• [Data for this exercise]:
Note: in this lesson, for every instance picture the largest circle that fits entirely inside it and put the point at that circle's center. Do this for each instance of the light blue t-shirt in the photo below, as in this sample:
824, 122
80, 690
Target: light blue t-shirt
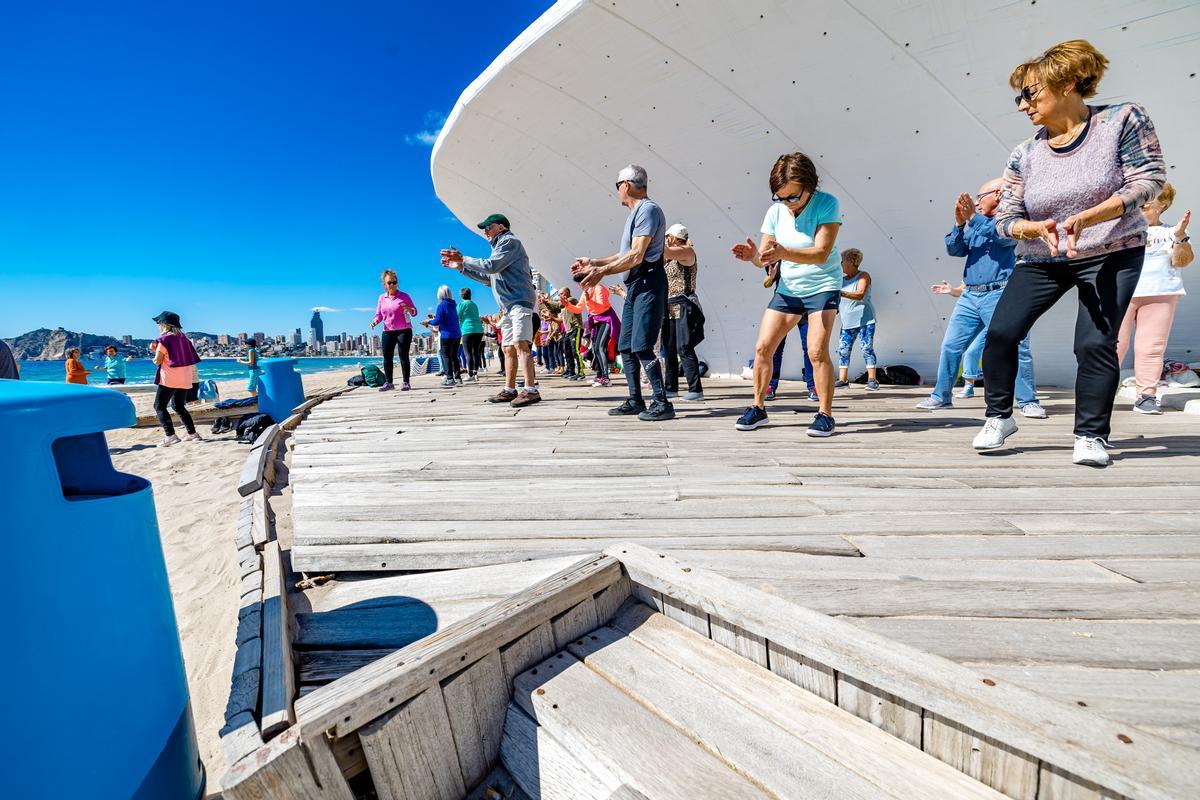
795, 233
646, 220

• [What is required]:
Set down the material again exactly. Don't carry over any pictures.

• [Answer for this exercise]:
Note: in this lesson, for every instance picture the largest circle that fits entirely inside it and put the point at that circle's center. Do this for each instance of the light blue t-shirt in the photo below, as in this sample:
824, 122
80, 690
Target: light blue t-shirt
795, 233
646, 220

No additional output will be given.